→ **WHAT YOU SHOULD DO**
Retype the data exactly, skipping any picture in it.

============================================================

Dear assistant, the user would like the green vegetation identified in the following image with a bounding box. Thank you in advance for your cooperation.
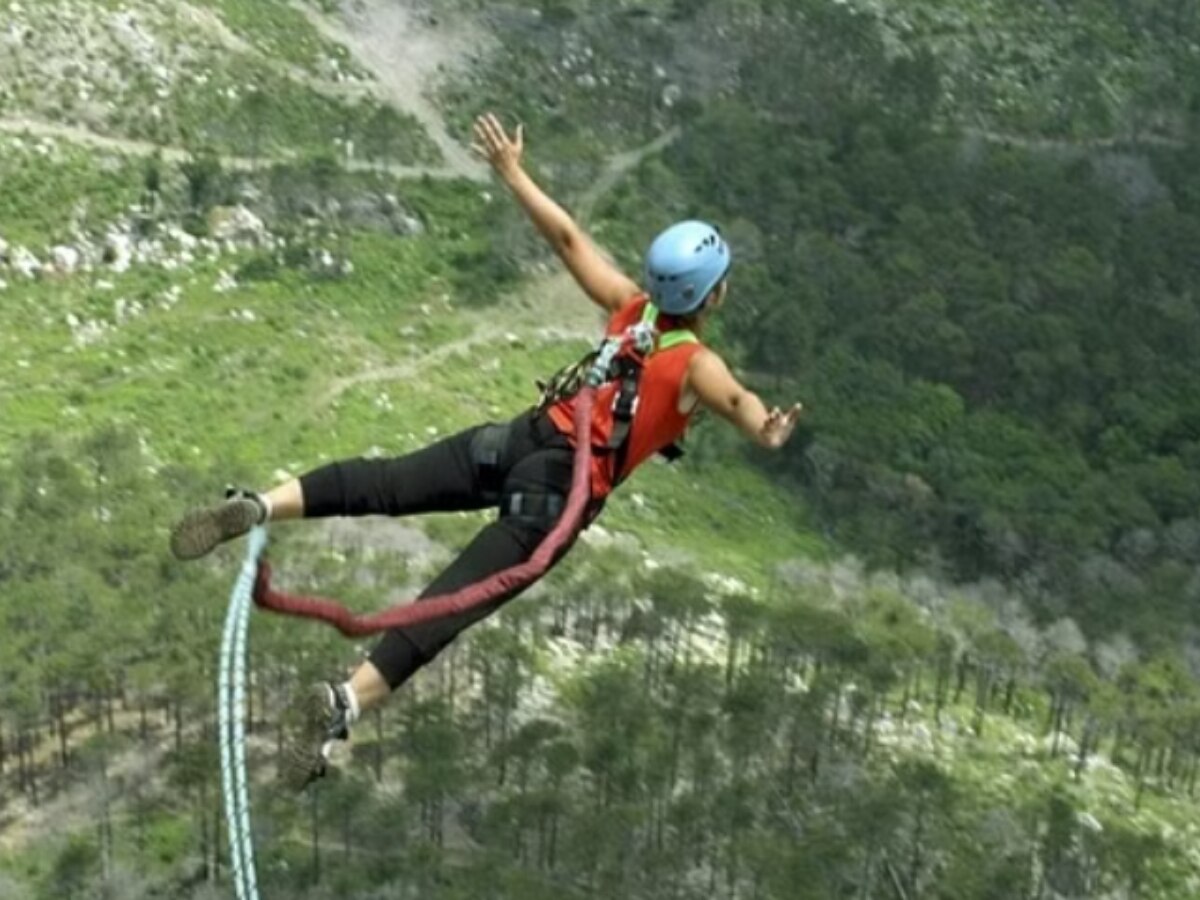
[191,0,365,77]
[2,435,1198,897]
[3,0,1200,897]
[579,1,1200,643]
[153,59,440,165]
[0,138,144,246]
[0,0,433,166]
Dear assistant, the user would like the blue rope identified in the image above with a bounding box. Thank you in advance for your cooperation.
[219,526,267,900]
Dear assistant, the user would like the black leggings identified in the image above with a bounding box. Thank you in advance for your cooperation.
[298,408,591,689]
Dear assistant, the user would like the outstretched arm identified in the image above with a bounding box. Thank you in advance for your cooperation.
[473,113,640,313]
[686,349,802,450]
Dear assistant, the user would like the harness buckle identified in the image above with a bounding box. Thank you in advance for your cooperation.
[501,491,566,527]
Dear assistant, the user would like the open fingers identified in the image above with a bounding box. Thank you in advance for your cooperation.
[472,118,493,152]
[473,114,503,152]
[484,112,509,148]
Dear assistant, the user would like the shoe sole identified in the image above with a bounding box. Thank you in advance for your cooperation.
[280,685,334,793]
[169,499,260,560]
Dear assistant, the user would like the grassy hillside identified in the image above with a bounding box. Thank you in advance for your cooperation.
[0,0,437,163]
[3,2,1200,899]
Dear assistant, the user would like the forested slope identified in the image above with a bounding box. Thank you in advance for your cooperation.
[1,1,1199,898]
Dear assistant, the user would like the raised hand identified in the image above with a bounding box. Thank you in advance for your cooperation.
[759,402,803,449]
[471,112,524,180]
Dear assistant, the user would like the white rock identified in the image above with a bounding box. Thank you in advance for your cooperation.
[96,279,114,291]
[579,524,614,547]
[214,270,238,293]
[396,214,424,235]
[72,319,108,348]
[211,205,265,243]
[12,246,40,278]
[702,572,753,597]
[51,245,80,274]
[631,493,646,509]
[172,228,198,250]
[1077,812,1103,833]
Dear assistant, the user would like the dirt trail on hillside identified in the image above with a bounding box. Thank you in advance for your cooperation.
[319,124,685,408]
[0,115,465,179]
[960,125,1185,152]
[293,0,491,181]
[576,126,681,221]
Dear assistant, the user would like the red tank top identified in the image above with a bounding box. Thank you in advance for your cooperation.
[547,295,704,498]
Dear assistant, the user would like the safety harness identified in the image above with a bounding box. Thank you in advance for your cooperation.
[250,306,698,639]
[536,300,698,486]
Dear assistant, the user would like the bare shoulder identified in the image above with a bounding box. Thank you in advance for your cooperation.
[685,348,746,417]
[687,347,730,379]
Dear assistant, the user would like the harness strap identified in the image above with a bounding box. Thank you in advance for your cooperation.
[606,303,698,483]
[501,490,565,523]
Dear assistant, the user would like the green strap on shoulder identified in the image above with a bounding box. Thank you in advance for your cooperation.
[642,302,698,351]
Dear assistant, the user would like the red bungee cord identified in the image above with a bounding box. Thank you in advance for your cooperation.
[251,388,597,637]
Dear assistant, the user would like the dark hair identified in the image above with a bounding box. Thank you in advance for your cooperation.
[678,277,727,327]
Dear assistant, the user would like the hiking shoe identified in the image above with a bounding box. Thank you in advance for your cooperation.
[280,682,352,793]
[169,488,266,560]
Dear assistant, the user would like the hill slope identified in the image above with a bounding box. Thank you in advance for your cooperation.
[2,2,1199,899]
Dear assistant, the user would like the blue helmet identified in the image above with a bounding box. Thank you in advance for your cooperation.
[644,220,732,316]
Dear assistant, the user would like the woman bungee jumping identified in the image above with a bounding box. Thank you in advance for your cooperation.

============================================================

→ **RESPONSE AREA**
Dear assistant, the user would like the green vegetation identified in the following image with a bounding box. Thank you in advance for your cooperation.
[191,0,365,77]
[2,435,1198,897]
[3,0,1200,897]
[579,1,1200,643]
[153,59,440,165]
[0,138,144,246]
[0,0,433,166]
Dear assistant, the user would like the blue rope identified in the image above with a bounding box. Thank you in advance for your cooperation.
[219,526,267,900]
Dear assistant, the user would like the black leggings identified in the image above with a bounding box. Thank you in advance for your cooperation.
[298,408,591,689]
Dear assistant, the user would like the outstretched arm identified in the image above with a bounding box. Thank you in advance for your cooperation.
[473,113,640,313]
[686,349,802,450]
Dear assistant, the user would like the harness buckle identified in the image above with a bounding box. Thank you in advance for your cooperation.
[501,491,566,527]
Dear assistant, the user would like the open fingers identified in the image above with a bounding box. Thank you in advance for your cooperation.
[472,118,493,152]
[473,114,503,152]
[484,112,509,148]
Dear assistant, the user would like the shoe sole identified in the image above with a bounding box. Thank you in advance for your cooperation.
[280,685,334,793]
[169,499,260,560]
Dear assistant, the user would like the grassy hillside identified in the image above with a bounding box. Thank you in advance for your cooperation.
[0,0,437,163]
[3,2,1200,899]
Dear assistant, the user would like the forested slope identified in the image above with a bounding box. Thank you in advance for your cooperation.
[1,1,1199,898]
Dear assistant, the user would like the raised hand identified in the image above with a bounding box. Thank you in advance for your cooperation.
[759,402,803,449]
[471,112,524,180]
Dear assistant, the user would like the white rock identified in the image above with a bounding box. Thank you in advance for your cooperation.
[96,279,114,291]
[579,524,614,547]
[214,270,238,293]
[396,214,424,235]
[72,319,108,348]
[211,205,265,243]
[12,246,40,278]
[702,572,753,597]
[51,245,80,274]
[631,493,646,509]
[172,228,198,250]
[1077,812,1103,833]
Dear assistant, the user would like the dirt trail on hillside identified in the image above with a bounding box. Thank you in advance for your cooperation.
[319,124,685,408]
[0,115,465,179]
[960,125,1185,152]
[293,0,491,181]
[576,126,681,221]
Dear assistant, the user would like the red tank top identified in the image above with a bounding box. Thank you in advance for your cooperation.
[547,295,704,498]
Dear assistant, the user would like the safety harness identified in the image above with a bounding box. Thank you in advance for your cooperation.
[250,306,698,639]
[536,300,698,486]
Dear assistant, the user would like the bare shoulder identified in the image above with a bounding box. Thank you in advance for your cooperation.
[685,348,746,417]
[687,347,730,379]
Dear assistant, the user would like the harness strap identified in the image above with a bounding box. Thank you in advance for your cooperation.
[606,303,698,483]
[501,490,565,523]
Dear assistant, the user would like the green strap on shoulder identified in the image above with a bounding box. Thank you in advance for your cooperation.
[642,302,698,351]
Dear assistant, the user would like the red bungee cord identified in the image above with a bounding box. Thank you in advance for your cooperation.
[251,388,597,637]
Dear assistant, the user would like the dark hair identified in the image above with a bounding box. Thank you in advance for your cooperation.
[678,277,727,327]
Dear assistant, the user would like the hiking shoe identified in the image above with a bounding box. Thank you in advance for your cooperation.
[280,682,352,793]
[169,488,266,560]
Dear assistant, the user would like the hill slope identified in the image above with a bounding box. Thank you in advance for your cooperation.
[2,2,1199,899]
Dear assistant, the user would like the blue helmet identified in the image above with a bounding box. Thank you in advance for your cooperation.
[644,220,732,316]
Dear assistant, the user would like the woman bungee jumping identified in the image above with a bounding box. Thank you in advance for your cooperation.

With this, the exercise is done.